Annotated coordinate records

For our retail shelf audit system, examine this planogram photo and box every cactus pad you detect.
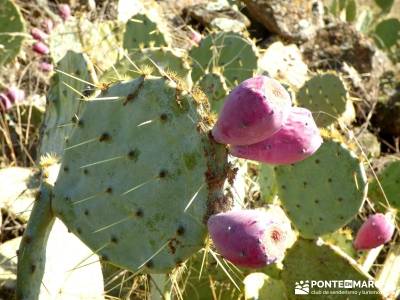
[40,51,95,156]
[101,47,192,86]
[190,32,258,88]
[374,18,400,49]
[0,0,25,66]
[53,76,230,273]
[258,164,277,203]
[275,141,367,238]
[368,161,400,210]
[296,73,347,127]
[282,239,381,299]
[123,14,168,51]
[198,73,228,113]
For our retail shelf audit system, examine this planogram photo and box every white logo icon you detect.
[344,280,353,289]
[294,280,310,295]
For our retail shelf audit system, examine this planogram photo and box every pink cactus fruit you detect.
[354,213,395,250]
[6,86,25,103]
[0,93,12,112]
[32,42,50,55]
[212,76,291,145]
[231,107,322,164]
[208,210,286,268]
[42,19,54,34]
[31,27,49,42]
[39,61,54,72]
[58,4,71,21]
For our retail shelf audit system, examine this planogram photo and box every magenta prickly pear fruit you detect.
[212,76,291,145]
[354,213,395,250]
[42,19,54,34]
[32,42,50,55]
[6,86,25,103]
[39,61,54,72]
[231,107,322,165]
[208,210,286,268]
[0,93,12,112]
[31,28,49,42]
[58,4,71,21]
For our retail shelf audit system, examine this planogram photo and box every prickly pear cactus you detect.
[368,161,400,209]
[0,0,25,66]
[296,73,349,127]
[282,239,381,300]
[275,140,367,238]
[182,249,243,300]
[258,164,277,203]
[189,32,258,88]
[373,18,400,49]
[39,51,96,156]
[101,47,192,86]
[123,14,168,50]
[52,76,229,273]
[198,73,228,112]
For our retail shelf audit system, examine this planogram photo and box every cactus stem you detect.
[17,183,55,300]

◆ EXERCISE DETAILS:
Go through the whole listing above and replace "planogram photo" with "shelf snapshot" wherever it appears, changing nothing else. Leave the pictures out of your answer.

◆ FULL RESPONSE:
For our retail shelf audit system, examine this shelf snapshot and box every cactus pad you detect.
[40,51,95,156]
[101,47,192,86]
[190,32,258,88]
[374,18,400,49]
[0,0,25,66]
[53,76,230,273]
[258,164,277,203]
[275,141,367,238]
[368,161,400,210]
[296,73,347,127]
[282,239,381,299]
[123,14,168,51]
[198,73,228,113]
For our retail shelf audit system, examine this shelf snapshot and box every white logo icon you detect.
[344,280,353,289]
[294,280,310,295]
For our retail shelf audit system, examine this shelf snapshot and box every pink cactus fruit you detect.
[354,213,395,250]
[6,86,25,103]
[0,93,12,112]
[32,42,50,55]
[212,76,291,145]
[231,107,322,164]
[208,210,286,268]
[42,19,54,34]
[31,27,49,42]
[39,61,54,72]
[58,4,71,21]
For our retail shelf audit system, examine this shelf snapshot and box every magenta prickly pear fruit you detect.
[212,76,291,145]
[354,213,395,250]
[42,19,54,34]
[32,42,50,55]
[6,86,25,103]
[39,61,54,72]
[231,107,322,165]
[208,210,286,268]
[0,93,12,112]
[31,28,49,42]
[58,4,71,21]
For our retail shelf audit system, examine this shelf snapshot and box every prickly pear cactus you detect.
[368,161,400,209]
[0,0,25,66]
[296,73,349,127]
[282,239,381,300]
[275,140,367,238]
[182,249,243,300]
[258,164,277,203]
[189,32,258,88]
[373,18,400,49]
[39,51,96,156]
[101,47,192,86]
[123,14,168,50]
[52,76,229,273]
[198,73,228,112]
For our retail shelf audit system, examine this shelf snapshot and box every cactus stem you detect.
[17,183,55,300]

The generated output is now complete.